■ **任务要求**: 判断下列陈述是否与这道 Remainder 题目的文字相符：（a）该题在 Java/Others 下的时间限制为 6000/3000 MS；（b）文中称 Coco 不擅长数学；（c）每一步运算的结果都会存回 N。每项答"是"或"否"，并逐字引用文中起决定作用的词句。

■ **文本段落**:
本文由 Ocrosoft 于 2016-07-09 11:42:11 发表

Remainder

Time Limit: 6000/3000 MS (Java/Others)    Memory Limit: 65536/32768 K (Java/Others)
Total Submission(s): 3784    Accepted Submission(s): 907

Problem Description
Coco is a clever boy, who is good at mathematics. However, he is puzzled by a difficult mathematics problem. The problem is: Given three integers N, K and M, N may adds (‘+’) M, subtract (‘-‘) M, multiples (‘*’) M or modulus (‘%’) M (The definition of ‘%’ is given below), and the result will be restored in N. Continue the process above, can you make a situation that “[(the initial value of N) + 1] % K” is equal to “(the current value of N) % K”? If you can, find the minimum steps and what you should do in each step. Please help poor Coco to solve this problem. 
You should know that if a = b * q + r (q > 0 and 0 <= r < q), then we have a % q = r.

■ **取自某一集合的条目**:
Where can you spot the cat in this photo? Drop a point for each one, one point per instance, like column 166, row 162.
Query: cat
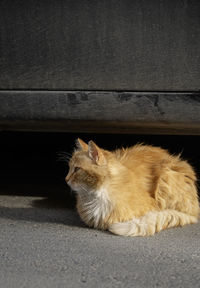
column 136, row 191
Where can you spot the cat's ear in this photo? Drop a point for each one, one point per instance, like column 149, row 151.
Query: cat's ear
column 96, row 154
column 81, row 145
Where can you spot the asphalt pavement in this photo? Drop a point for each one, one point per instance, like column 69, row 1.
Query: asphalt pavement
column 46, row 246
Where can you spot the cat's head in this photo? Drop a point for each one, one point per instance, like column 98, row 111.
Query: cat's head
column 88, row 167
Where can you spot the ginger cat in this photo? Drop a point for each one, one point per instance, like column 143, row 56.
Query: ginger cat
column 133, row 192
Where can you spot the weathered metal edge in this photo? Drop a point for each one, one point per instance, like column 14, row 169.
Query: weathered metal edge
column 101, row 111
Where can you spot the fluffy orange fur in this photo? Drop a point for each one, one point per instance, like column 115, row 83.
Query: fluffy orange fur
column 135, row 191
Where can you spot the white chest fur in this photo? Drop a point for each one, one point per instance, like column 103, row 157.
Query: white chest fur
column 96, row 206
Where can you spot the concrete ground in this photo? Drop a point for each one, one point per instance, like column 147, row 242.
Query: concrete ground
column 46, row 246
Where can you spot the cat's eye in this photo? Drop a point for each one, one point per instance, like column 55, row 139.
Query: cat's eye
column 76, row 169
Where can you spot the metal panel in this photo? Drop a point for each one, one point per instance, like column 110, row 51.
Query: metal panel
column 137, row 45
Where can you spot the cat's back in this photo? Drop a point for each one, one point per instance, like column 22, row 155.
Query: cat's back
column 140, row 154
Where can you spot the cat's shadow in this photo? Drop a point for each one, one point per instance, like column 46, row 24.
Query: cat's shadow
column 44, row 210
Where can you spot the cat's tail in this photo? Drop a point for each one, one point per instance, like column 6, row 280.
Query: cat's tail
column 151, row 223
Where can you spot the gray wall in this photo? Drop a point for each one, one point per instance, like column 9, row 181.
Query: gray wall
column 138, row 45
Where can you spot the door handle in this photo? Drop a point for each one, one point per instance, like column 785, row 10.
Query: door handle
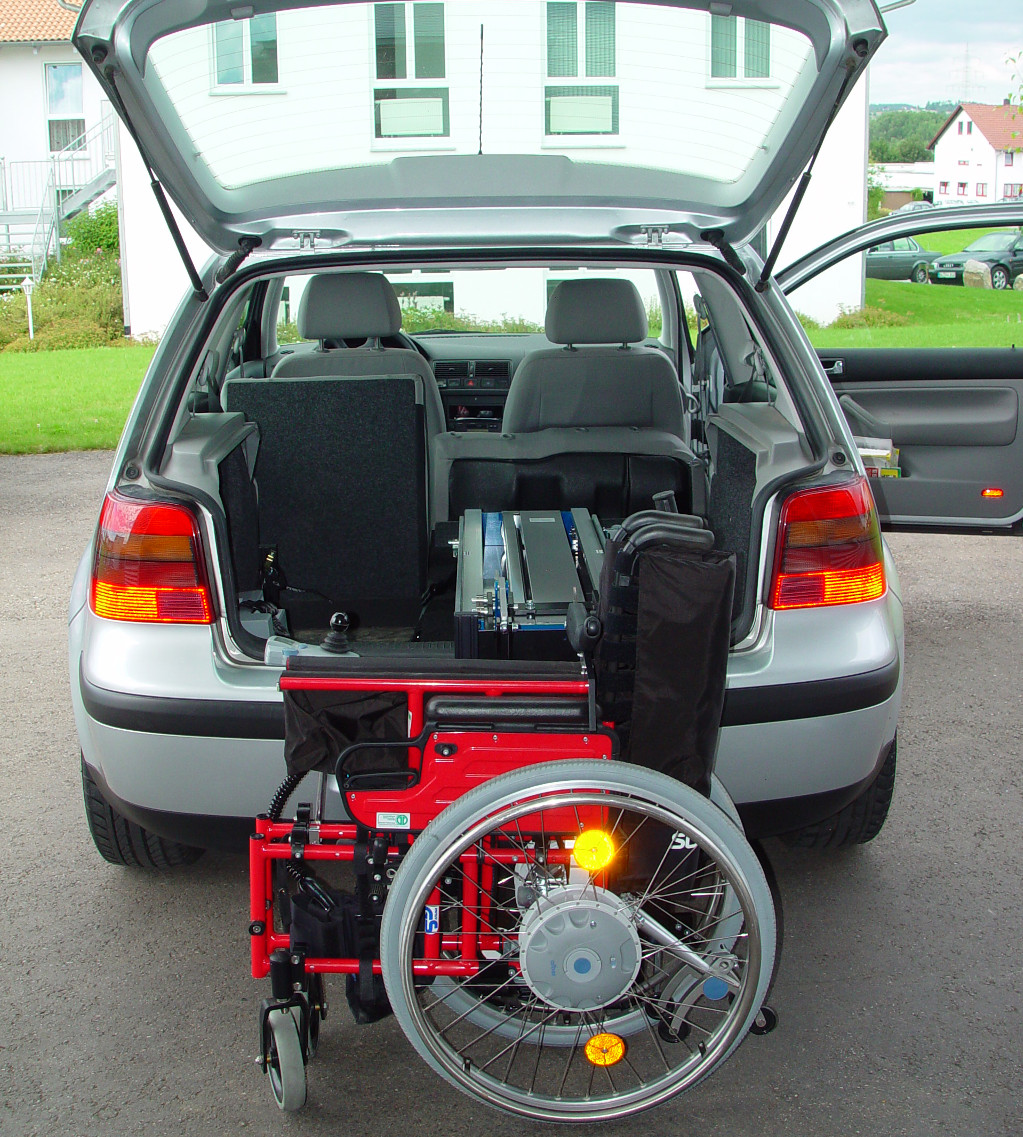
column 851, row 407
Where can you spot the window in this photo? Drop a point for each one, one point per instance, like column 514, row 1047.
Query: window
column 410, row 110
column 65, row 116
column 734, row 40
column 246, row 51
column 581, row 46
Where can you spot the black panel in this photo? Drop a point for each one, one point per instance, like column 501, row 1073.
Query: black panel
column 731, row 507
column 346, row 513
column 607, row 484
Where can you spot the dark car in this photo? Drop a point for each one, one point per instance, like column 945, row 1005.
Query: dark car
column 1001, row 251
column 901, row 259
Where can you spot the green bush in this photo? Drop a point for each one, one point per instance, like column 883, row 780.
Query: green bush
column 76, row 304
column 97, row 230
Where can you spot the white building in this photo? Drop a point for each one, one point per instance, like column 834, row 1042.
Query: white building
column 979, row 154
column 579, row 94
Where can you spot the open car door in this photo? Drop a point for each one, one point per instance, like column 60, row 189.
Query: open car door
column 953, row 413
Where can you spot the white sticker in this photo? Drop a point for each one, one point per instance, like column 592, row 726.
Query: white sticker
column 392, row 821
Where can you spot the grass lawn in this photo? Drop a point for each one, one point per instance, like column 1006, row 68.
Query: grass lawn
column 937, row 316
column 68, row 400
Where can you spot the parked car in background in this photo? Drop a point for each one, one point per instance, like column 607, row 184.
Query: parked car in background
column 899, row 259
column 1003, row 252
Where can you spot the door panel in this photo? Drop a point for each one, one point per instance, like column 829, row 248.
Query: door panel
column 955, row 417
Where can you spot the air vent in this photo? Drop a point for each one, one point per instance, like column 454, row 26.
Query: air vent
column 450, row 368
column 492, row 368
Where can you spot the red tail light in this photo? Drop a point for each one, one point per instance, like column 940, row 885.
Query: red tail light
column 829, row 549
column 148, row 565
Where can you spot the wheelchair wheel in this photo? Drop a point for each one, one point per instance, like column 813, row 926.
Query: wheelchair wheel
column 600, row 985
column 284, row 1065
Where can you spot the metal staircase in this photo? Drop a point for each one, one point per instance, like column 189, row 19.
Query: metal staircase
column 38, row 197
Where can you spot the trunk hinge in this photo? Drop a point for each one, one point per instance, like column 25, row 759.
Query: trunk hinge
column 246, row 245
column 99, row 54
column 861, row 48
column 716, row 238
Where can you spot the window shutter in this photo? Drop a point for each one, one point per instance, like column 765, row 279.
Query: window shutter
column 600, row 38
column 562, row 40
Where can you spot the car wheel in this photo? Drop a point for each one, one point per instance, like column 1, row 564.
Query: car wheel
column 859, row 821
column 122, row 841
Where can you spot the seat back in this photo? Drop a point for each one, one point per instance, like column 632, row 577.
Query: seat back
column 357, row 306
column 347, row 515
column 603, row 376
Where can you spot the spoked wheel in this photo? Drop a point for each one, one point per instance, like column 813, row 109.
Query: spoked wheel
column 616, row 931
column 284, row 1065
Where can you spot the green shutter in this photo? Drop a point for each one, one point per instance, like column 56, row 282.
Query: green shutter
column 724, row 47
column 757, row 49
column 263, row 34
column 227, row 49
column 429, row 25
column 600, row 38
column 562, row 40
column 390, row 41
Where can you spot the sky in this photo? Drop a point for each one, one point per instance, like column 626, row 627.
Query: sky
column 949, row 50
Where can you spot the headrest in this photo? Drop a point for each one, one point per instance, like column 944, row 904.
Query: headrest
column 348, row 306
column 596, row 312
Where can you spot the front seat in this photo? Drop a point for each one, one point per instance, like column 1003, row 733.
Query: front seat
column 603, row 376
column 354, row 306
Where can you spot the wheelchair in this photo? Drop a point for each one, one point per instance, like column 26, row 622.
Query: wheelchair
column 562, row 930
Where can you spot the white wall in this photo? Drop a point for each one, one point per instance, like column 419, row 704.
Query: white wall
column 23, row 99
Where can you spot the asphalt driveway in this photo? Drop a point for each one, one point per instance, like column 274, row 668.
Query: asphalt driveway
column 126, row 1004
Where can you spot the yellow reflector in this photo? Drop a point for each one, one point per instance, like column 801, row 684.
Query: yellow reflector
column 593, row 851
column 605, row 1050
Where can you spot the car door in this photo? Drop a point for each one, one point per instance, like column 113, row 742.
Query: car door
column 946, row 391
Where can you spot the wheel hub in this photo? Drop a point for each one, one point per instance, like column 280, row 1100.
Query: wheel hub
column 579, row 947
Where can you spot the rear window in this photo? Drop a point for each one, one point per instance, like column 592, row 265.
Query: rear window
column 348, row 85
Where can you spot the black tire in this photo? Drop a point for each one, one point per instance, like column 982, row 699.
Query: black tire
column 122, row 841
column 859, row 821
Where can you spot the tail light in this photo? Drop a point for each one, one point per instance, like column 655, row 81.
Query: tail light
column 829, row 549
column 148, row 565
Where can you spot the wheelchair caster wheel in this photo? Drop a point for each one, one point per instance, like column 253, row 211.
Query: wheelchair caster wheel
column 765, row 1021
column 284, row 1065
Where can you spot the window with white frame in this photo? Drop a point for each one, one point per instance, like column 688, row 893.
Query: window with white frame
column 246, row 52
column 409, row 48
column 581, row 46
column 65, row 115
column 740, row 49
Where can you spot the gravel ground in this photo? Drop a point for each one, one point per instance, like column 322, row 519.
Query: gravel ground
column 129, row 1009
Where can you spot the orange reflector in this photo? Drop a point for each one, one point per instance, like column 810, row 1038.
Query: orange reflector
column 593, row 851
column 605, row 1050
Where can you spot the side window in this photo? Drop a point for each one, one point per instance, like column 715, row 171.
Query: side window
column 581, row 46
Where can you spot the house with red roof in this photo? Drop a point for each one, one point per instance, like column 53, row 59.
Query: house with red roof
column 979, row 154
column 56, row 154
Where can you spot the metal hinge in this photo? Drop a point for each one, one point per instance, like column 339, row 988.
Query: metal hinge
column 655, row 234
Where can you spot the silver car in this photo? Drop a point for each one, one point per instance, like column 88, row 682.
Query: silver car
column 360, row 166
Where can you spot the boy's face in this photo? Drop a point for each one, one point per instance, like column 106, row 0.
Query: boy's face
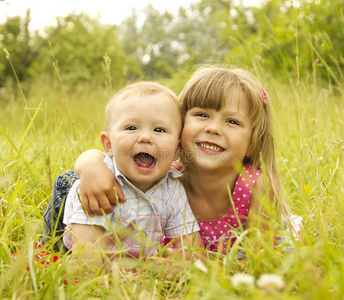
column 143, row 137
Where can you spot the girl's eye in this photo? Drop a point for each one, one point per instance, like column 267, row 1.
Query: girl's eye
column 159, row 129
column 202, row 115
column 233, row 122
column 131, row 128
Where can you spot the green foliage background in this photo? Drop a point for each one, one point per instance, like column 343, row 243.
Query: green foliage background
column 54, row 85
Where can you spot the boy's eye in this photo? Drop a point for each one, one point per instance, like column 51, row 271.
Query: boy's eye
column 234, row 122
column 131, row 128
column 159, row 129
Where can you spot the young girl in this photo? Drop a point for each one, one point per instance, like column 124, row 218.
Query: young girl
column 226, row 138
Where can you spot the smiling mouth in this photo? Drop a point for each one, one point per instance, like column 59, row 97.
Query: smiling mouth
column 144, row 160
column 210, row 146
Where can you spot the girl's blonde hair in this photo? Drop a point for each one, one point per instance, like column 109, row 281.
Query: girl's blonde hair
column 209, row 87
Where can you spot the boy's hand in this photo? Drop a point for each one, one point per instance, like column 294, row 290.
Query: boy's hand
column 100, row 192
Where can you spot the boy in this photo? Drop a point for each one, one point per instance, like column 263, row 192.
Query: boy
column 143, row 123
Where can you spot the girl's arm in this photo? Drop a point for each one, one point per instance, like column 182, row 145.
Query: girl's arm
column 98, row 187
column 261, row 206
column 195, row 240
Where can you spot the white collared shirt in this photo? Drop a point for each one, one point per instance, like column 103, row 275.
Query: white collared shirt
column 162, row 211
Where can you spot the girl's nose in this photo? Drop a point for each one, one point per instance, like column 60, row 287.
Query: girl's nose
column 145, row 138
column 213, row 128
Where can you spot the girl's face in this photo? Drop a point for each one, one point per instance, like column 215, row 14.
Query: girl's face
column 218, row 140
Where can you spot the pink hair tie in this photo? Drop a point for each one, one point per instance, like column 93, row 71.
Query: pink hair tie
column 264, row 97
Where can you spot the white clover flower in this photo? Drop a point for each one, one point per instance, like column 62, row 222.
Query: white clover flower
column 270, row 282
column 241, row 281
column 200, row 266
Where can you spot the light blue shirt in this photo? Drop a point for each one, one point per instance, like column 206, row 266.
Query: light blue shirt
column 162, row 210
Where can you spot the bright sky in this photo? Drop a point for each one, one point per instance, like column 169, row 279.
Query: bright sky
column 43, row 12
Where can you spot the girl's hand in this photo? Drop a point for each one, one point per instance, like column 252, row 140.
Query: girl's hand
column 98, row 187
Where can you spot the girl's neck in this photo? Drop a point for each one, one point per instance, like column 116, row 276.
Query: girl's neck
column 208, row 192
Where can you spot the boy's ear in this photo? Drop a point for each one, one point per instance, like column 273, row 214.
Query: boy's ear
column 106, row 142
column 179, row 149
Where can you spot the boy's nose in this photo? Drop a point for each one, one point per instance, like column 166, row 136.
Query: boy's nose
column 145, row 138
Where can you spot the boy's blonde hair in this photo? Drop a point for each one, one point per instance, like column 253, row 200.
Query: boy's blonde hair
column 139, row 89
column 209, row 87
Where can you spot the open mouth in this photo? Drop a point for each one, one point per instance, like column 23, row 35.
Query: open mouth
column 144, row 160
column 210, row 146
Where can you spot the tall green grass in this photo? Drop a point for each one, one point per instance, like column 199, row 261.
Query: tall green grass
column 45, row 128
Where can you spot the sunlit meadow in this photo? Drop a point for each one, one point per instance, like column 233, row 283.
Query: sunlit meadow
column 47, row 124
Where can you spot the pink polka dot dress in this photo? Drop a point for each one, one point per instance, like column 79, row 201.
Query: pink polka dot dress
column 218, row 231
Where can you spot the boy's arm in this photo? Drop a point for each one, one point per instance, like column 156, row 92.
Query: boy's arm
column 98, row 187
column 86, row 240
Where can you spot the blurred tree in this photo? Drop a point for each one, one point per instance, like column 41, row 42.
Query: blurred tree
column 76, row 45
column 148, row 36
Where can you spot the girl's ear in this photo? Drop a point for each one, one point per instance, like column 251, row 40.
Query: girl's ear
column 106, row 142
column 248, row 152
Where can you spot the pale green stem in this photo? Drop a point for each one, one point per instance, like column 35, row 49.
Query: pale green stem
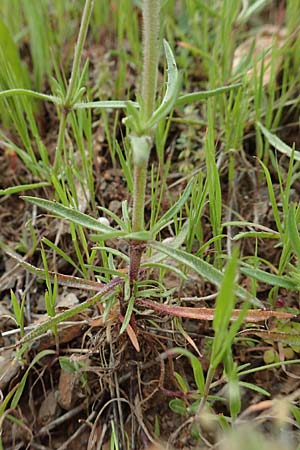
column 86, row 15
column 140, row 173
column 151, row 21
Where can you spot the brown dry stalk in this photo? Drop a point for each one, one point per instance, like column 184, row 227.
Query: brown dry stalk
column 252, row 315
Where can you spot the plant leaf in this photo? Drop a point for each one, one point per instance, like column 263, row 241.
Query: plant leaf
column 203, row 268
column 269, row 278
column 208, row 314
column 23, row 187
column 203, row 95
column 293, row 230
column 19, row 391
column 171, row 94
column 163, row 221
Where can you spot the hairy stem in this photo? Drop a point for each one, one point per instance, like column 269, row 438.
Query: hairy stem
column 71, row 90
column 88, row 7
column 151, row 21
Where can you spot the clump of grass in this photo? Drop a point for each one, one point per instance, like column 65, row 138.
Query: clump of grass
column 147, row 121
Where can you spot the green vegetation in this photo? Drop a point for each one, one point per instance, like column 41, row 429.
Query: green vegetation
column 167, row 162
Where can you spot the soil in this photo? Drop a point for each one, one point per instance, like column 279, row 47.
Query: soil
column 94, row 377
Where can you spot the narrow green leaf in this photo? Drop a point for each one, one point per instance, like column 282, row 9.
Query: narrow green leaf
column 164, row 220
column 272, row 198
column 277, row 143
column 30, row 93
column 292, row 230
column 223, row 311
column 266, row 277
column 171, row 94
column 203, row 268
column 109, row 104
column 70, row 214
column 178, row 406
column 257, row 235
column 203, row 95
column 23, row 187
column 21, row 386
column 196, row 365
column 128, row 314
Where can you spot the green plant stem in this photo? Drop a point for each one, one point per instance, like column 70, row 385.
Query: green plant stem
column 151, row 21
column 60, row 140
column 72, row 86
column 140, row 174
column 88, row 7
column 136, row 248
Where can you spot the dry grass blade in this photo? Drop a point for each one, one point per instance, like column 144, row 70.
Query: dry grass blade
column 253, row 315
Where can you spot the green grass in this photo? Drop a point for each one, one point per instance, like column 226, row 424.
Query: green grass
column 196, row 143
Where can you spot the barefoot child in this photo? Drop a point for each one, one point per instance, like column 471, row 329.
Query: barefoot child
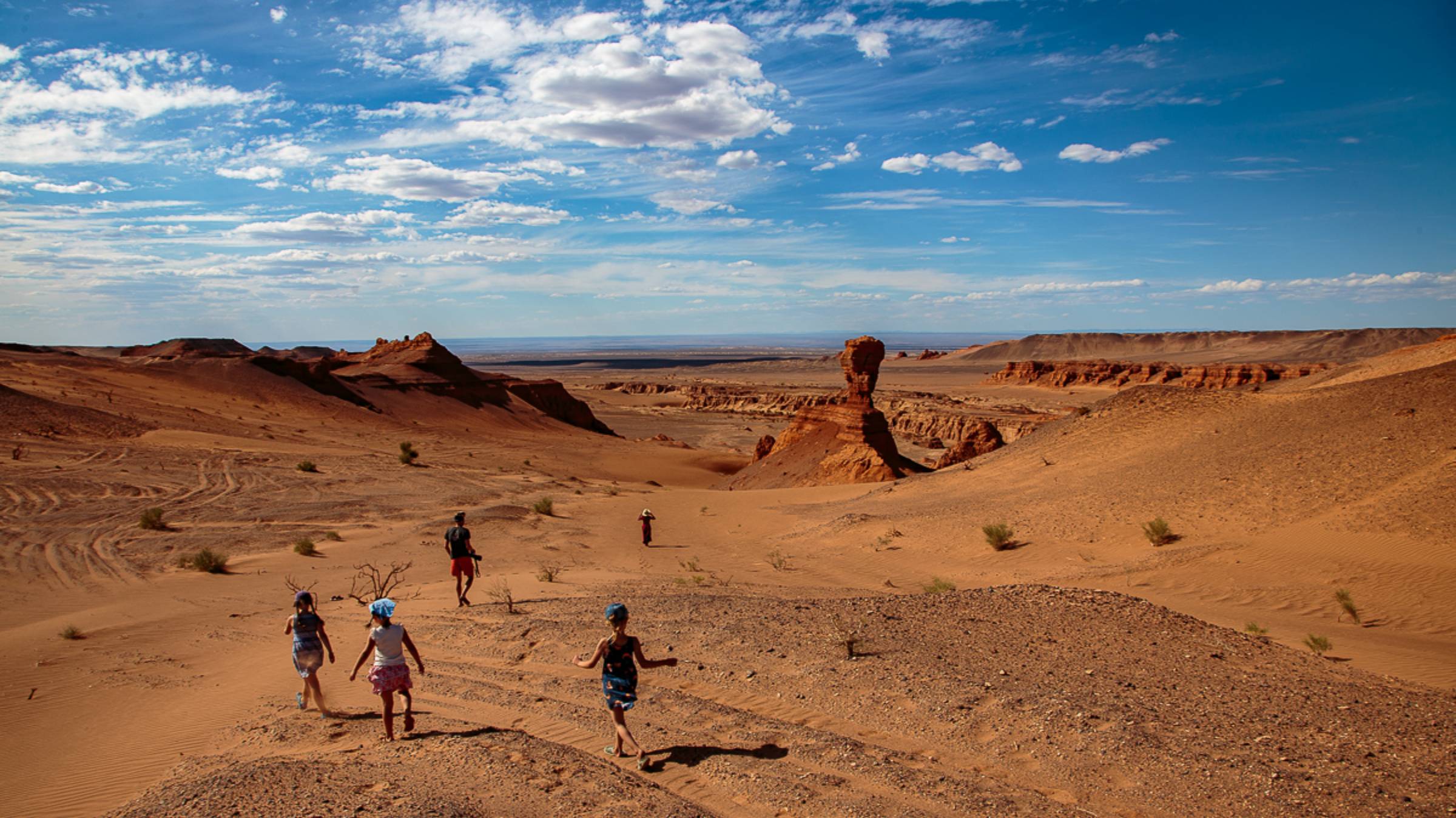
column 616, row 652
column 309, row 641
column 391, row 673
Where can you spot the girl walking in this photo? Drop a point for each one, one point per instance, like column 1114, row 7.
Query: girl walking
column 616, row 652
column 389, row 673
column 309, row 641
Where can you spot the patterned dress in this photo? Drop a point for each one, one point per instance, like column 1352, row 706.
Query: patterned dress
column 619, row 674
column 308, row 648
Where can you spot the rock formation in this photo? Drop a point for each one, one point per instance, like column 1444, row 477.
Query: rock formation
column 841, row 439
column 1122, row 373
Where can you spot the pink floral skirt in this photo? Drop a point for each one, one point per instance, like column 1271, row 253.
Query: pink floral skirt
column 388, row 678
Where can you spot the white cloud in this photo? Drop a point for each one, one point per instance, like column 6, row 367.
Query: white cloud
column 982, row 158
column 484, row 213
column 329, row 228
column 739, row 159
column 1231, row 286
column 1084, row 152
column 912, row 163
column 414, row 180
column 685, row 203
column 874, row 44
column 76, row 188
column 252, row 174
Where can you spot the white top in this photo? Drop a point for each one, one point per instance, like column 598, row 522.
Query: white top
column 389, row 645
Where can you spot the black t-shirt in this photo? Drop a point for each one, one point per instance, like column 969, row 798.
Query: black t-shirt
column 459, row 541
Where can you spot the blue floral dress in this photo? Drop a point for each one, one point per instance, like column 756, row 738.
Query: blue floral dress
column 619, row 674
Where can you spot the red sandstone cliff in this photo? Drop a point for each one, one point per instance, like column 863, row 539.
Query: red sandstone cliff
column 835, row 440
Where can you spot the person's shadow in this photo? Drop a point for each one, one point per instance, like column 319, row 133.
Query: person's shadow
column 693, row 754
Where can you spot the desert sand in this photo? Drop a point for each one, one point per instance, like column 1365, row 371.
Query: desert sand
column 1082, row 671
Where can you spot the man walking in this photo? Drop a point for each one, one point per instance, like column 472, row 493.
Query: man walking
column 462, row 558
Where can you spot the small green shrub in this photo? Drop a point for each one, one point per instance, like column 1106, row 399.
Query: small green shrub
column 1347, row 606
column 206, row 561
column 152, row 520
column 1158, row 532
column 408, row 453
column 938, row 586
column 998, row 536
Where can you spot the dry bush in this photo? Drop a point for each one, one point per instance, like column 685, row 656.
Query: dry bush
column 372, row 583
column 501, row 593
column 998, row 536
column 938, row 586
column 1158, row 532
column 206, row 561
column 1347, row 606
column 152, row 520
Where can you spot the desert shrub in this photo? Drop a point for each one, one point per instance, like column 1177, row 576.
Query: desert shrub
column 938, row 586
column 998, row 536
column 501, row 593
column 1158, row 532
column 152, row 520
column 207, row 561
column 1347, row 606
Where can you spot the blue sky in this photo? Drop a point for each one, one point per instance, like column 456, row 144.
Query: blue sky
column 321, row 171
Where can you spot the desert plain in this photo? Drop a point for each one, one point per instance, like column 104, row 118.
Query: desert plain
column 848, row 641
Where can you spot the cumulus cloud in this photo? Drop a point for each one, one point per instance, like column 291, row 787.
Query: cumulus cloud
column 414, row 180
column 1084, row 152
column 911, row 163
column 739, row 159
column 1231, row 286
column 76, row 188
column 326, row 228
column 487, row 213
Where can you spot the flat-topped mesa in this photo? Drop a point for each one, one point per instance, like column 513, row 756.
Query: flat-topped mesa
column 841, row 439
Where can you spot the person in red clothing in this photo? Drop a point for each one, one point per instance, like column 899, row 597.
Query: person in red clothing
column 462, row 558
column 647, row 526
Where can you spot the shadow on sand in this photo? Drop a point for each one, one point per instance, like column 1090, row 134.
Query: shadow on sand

■ **参考答案**:
（a）是："Time Limit: 6000/3000 MS (Java/Others)"
（b）否："Coco is a clever boy, who is good at mathematics."
（c）是："the result will be restored in N"